**WRITTEN INSTRUCTION:** Reproduce each of the following lines word for word.

**RECORDS:**

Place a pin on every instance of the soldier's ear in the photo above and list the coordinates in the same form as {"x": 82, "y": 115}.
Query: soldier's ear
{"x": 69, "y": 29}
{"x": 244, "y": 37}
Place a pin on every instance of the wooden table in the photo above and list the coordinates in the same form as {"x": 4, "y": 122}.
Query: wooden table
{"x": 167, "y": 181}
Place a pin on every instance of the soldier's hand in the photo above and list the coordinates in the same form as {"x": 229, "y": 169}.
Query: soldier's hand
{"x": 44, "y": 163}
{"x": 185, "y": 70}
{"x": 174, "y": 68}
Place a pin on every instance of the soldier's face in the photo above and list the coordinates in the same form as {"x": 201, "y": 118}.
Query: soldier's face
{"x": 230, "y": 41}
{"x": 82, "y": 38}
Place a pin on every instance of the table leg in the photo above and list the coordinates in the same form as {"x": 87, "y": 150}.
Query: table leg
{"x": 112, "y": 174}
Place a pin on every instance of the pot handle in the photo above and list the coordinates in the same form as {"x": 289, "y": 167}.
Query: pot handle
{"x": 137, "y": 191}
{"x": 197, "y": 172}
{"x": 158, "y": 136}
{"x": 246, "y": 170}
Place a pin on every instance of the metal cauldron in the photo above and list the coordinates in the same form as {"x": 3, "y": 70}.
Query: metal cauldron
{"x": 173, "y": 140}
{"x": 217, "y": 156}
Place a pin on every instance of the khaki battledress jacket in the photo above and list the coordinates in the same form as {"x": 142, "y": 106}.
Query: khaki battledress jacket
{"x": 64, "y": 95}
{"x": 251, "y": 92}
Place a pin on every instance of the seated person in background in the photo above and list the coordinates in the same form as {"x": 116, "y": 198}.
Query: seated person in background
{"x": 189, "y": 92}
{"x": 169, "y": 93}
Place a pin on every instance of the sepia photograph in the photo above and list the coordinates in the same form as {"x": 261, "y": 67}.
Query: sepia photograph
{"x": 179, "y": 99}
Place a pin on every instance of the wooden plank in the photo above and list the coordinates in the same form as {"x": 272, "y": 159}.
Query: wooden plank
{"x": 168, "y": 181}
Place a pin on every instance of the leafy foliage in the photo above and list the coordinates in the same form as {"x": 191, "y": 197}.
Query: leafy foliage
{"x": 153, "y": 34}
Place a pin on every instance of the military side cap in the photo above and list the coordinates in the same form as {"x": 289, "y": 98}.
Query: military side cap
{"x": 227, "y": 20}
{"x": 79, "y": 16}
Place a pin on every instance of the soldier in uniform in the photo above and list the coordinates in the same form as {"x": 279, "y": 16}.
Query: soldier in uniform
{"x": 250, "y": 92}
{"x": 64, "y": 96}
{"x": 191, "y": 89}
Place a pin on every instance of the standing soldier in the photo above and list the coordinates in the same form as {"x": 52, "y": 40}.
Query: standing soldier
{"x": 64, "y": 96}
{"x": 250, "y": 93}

**TASK RESULT:**
Place a pin on every instance of the soldier's ear in the photo above and list the coordinates in the same form as {"x": 82, "y": 115}.
Query: soldier's ear
{"x": 69, "y": 29}
{"x": 244, "y": 37}
Place a pin on every instance of the wooden table in the photo above and list the coordinates in the same form as {"x": 4, "y": 122}.
Query: wooden table
{"x": 167, "y": 181}
Place a pin on every instance of the soldier's hand in the photo above and list the coordinates in the same form as {"x": 229, "y": 169}.
Query: soldier's hand
{"x": 44, "y": 163}
{"x": 185, "y": 70}
{"x": 174, "y": 68}
Place a pin on every instance of the soldier's face in the photo above and list the coordinates in the same form as {"x": 201, "y": 118}.
Query: soldier's face
{"x": 230, "y": 41}
{"x": 82, "y": 38}
Place a pin on every instance of the table leg in the photo above and list the coordinates in the same form as {"x": 87, "y": 150}.
Query: table leg
{"x": 112, "y": 174}
Place a pin on every instance of the pot handle in the photo above and list the coordinates in the same form as {"x": 289, "y": 167}.
Query: pot handle
{"x": 137, "y": 191}
{"x": 197, "y": 172}
{"x": 158, "y": 136}
{"x": 246, "y": 170}
Place a pin on every instance of the metal cauldron in the photo above and list the coordinates in the same form as {"x": 3, "y": 70}.
Query: metal cauldron
{"x": 173, "y": 140}
{"x": 217, "y": 156}
Place a pin on every instance of the khaki battledress jacket in the photo above and list the coordinates in the same form as {"x": 142, "y": 106}.
Query: khaki battledress jacket
{"x": 64, "y": 95}
{"x": 251, "y": 92}
Place a pin on every instance of the seated person in background in the photo above and list the coordinates in the same form as {"x": 116, "y": 198}.
Query: seated person in background
{"x": 189, "y": 92}
{"x": 169, "y": 93}
Place a pin on every instance of the sepia photograph in the photo above and list the coordinates in the same form as {"x": 261, "y": 67}.
Query: sepia photograph
{"x": 179, "y": 99}
Place a pin on every instance of the wooden plank in the photo above and list the coordinates in the same form as {"x": 272, "y": 159}.
Query: wooden plank
{"x": 168, "y": 181}
Place a pin on every instance of the leafy foliage in the photo above and list the coordinates in the same form as {"x": 191, "y": 197}.
Query: leafy foliage
{"x": 153, "y": 34}
Place a pin on every instance of the military side cap in the photo above and list the coordinates in the same form as {"x": 289, "y": 98}.
Query: military side cap
{"x": 227, "y": 20}
{"x": 79, "y": 16}
Place a pin on every instance of the soldier in uniform in the photo above and list the coordinates in the same form as {"x": 279, "y": 16}.
Query: soldier in uniform
{"x": 250, "y": 92}
{"x": 64, "y": 96}
{"x": 191, "y": 89}
Place a pin on every instance of the standing soldier in the photo above and list the coordinates in the same form as {"x": 52, "y": 40}.
Query: standing soldier
{"x": 64, "y": 96}
{"x": 250, "y": 93}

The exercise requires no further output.